Aim
Reproduce every one of the following items line for line, without altering a single character.

=-=-=-=-=

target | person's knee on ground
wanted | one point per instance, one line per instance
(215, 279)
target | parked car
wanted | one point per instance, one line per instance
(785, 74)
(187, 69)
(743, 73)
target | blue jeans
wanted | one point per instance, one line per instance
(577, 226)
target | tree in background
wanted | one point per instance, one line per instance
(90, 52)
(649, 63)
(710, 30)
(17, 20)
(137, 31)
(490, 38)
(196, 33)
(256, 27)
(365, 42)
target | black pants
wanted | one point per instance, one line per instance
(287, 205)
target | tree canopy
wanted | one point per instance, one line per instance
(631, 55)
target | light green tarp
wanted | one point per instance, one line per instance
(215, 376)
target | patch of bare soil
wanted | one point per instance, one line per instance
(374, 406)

=-=-=-=-=

Result for this exercise
target | person's knee on ground
wanted | one point per instance, one line per instance
(215, 279)
target | parked car
wanted | one point per instance, one line per instance
(785, 74)
(187, 69)
(743, 73)
target | blue jeans
wanted | one point per instance, one line per instance
(577, 226)
target | tree in background
wanted | one point per instance, one line per instance
(90, 52)
(649, 63)
(710, 30)
(17, 20)
(137, 31)
(490, 38)
(196, 33)
(256, 27)
(365, 42)
target | black pants
wanted | one point per instance, one line per instance
(287, 205)
target | tree canopy
wanted | one point per instance, one line per instance
(631, 55)
target | light green tarp
wanted | one point per instance, one line per instance
(215, 376)
target | patch of bare soil
wanted | one point per instance, one line per instance
(374, 406)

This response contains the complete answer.